RECORDS TO PROCESS:
>> START

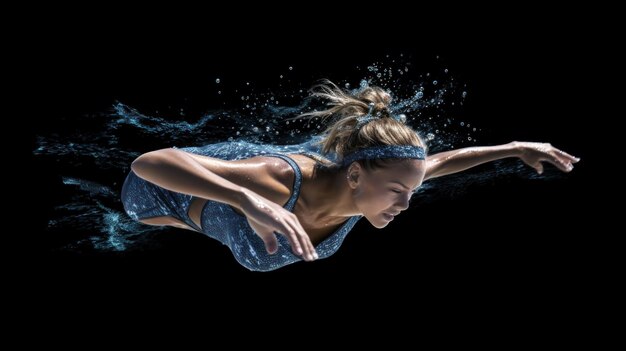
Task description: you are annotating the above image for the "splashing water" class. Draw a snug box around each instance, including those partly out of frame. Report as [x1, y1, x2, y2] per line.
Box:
[33, 55, 550, 251]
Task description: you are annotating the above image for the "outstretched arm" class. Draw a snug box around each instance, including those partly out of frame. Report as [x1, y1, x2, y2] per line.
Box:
[424, 141, 580, 180]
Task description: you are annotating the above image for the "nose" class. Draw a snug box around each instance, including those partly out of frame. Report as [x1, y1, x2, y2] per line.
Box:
[396, 195, 411, 211]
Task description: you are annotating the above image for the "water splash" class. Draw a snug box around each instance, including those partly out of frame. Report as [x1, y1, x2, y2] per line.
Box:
[33, 57, 548, 251]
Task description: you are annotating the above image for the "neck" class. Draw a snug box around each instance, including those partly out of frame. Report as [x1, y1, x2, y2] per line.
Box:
[302, 165, 361, 223]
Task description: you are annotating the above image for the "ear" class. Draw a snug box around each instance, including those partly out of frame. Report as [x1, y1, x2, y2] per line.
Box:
[346, 161, 363, 189]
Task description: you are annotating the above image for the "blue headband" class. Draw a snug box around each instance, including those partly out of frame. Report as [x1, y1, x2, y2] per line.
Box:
[342, 145, 426, 166]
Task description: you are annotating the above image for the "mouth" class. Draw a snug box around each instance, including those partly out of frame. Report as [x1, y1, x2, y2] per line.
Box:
[383, 213, 394, 222]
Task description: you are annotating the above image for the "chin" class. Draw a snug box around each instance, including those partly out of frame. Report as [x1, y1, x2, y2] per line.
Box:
[367, 218, 389, 229]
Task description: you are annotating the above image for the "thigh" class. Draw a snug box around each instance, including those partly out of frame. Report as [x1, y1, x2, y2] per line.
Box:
[139, 216, 196, 232]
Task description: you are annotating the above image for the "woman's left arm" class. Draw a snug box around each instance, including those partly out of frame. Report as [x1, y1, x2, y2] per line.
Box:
[424, 141, 580, 180]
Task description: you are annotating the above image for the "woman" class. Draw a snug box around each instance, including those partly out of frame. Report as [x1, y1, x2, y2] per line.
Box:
[122, 82, 579, 271]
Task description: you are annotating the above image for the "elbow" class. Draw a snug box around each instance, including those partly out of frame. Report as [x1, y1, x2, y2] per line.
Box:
[130, 149, 177, 179]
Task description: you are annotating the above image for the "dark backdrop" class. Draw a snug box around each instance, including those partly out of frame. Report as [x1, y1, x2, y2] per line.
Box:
[32, 38, 592, 306]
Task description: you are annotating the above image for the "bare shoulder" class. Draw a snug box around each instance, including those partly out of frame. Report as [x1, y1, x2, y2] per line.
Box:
[180, 153, 298, 205]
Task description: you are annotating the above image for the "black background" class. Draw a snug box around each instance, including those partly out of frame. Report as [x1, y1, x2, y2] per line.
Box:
[32, 32, 592, 310]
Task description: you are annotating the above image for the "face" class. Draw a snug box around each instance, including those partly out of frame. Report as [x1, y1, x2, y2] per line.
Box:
[348, 159, 425, 228]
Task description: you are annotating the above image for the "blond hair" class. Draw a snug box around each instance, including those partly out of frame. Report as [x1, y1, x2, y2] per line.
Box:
[297, 80, 425, 168]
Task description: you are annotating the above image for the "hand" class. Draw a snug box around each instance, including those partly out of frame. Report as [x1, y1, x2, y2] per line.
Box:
[241, 189, 318, 261]
[513, 141, 580, 174]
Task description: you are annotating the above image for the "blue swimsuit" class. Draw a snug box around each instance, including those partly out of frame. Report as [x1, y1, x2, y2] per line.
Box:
[122, 141, 362, 271]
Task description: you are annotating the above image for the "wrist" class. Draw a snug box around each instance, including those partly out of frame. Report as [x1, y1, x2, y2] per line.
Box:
[505, 141, 524, 157]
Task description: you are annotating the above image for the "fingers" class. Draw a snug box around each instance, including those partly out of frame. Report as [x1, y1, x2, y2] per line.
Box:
[281, 216, 318, 261]
[289, 216, 319, 260]
[259, 233, 278, 255]
[556, 149, 580, 163]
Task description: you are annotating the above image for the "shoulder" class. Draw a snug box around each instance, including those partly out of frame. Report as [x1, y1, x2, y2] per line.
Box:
[180, 154, 298, 205]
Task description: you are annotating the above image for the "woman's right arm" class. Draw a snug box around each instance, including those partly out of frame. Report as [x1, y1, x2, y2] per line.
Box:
[131, 149, 317, 261]
[131, 149, 243, 208]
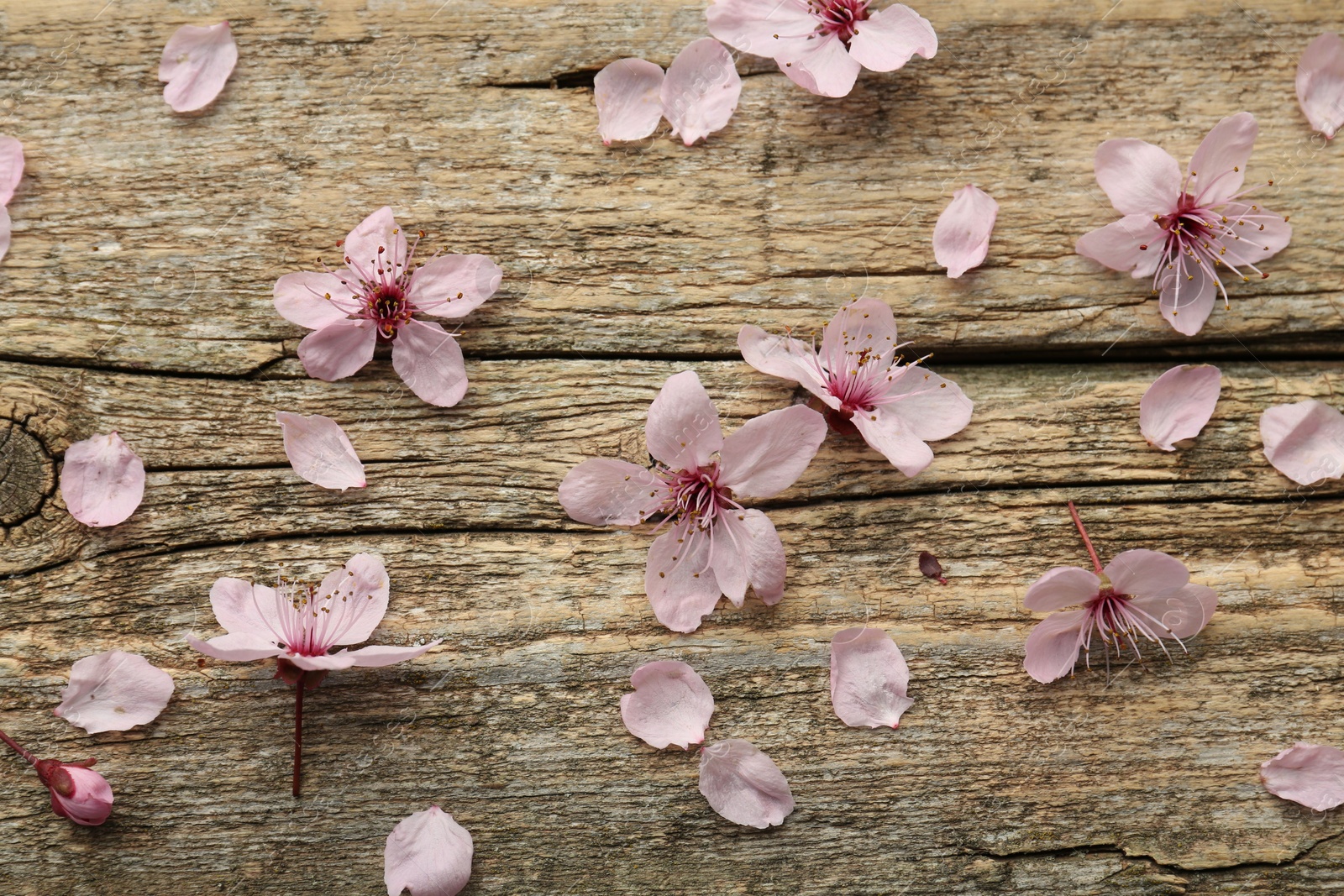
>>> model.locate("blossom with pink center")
[559,371,827,631]
[274,206,502,407]
[1023,501,1218,684]
[738,298,973,475]
[704,0,938,97]
[1077,112,1293,336]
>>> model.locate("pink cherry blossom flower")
[1261,740,1344,811]
[932,184,999,280]
[186,553,442,797]
[704,0,938,97]
[621,659,714,750]
[1078,112,1293,336]
[1297,31,1344,139]
[738,298,972,475]
[52,650,172,735]
[159,22,238,112]
[276,206,502,407]
[559,371,827,631]
[1023,501,1218,683]
[1261,398,1344,485]
[1138,364,1223,451]
[383,806,472,896]
[60,432,145,527]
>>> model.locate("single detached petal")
[593,59,663,146]
[1297,31,1344,139]
[383,806,472,896]
[1261,398,1344,485]
[60,432,145,527]
[1261,740,1344,811]
[276,411,367,491]
[831,629,914,728]
[621,659,714,750]
[1094,139,1181,217]
[159,22,238,112]
[1138,364,1223,451]
[932,184,999,278]
[54,650,172,735]
[392,320,466,407]
[701,737,793,829]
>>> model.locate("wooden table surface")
[0,0,1344,896]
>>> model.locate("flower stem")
[1068,501,1106,576]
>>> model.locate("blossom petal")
[54,650,172,735]
[159,22,238,112]
[1138,364,1223,451]
[1023,610,1087,684]
[593,59,663,146]
[1094,139,1181,217]
[621,659,714,750]
[60,432,145,527]
[831,629,914,728]
[383,806,472,896]
[276,411,367,491]
[1261,740,1344,811]
[1297,31,1344,139]
[1261,399,1344,485]
[659,38,742,146]
[643,371,723,470]
[701,737,793,829]
[392,320,466,407]
[298,318,378,383]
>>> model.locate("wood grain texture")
[0,0,1344,896]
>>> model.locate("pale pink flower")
[383,806,472,896]
[60,432,145,527]
[1297,31,1344,139]
[159,22,238,112]
[1261,398,1344,485]
[1078,112,1293,336]
[1023,501,1218,683]
[1261,740,1344,811]
[704,0,938,97]
[738,298,973,475]
[52,650,172,735]
[1138,364,1223,451]
[274,206,502,407]
[932,184,999,280]
[559,371,827,631]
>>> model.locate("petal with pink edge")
[54,650,172,735]
[701,737,793,831]
[383,806,472,896]
[1261,740,1344,811]
[60,432,145,527]
[1094,139,1181,217]
[593,59,663,146]
[831,629,914,728]
[159,22,238,112]
[276,411,367,491]
[621,659,714,750]
[1261,399,1344,485]
[932,184,999,278]
[1297,31,1344,139]
[1138,364,1223,451]
[392,320,466,407]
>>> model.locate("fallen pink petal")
[276,411,367,491]
[60,432,145,527]
[52,650,172,735]
[383,806,472,896]
[159,22,238,112]
[1138,364,1223,451]
[621,659,714,750]
[831,627,914,728]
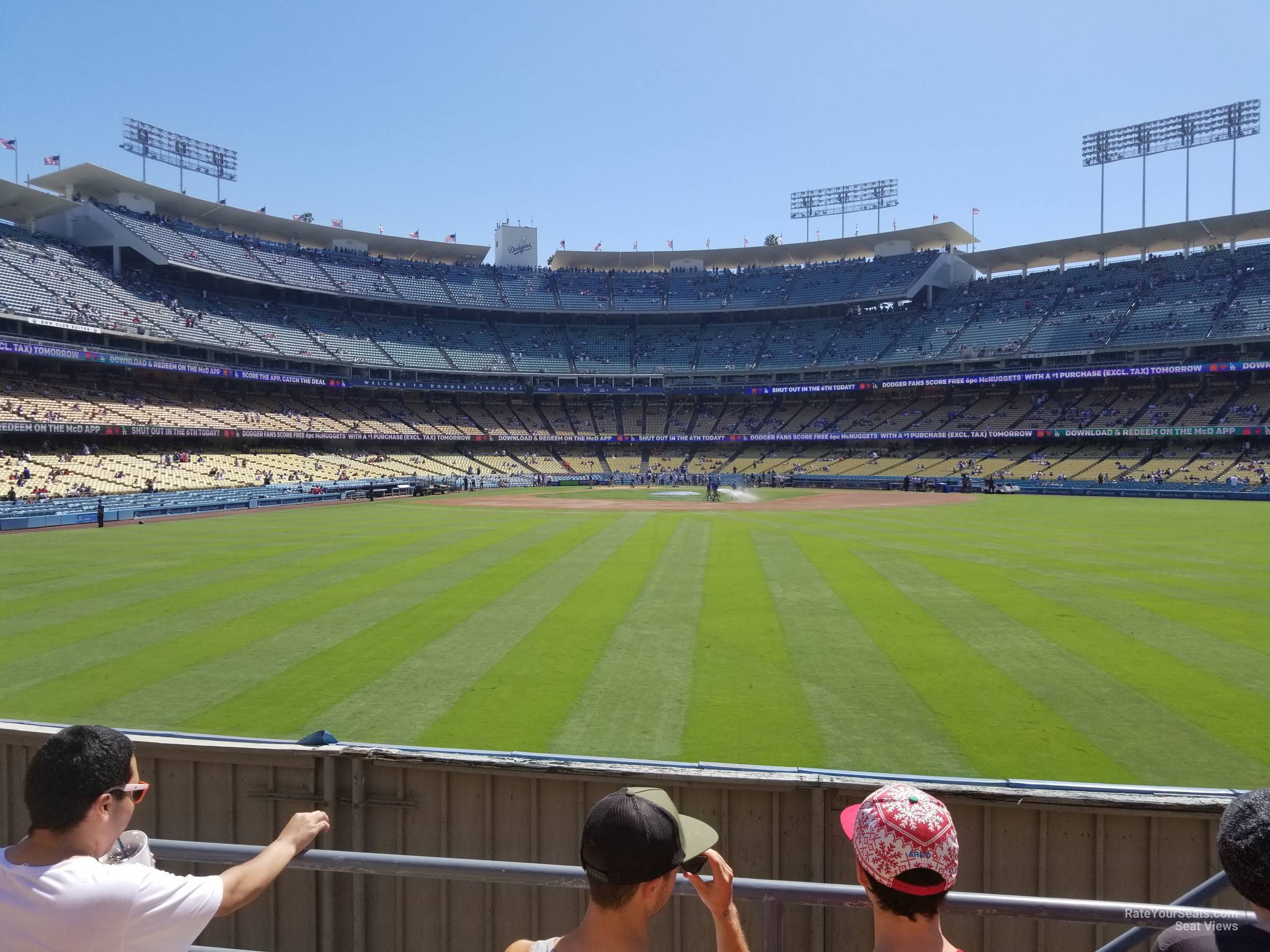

>> END

EXERCISE PROMPT: List every line of the records that contains the word "with".

REPLY:
>>> model.locate("blossom with pink center")
>>> model.locate("petal with pink edge")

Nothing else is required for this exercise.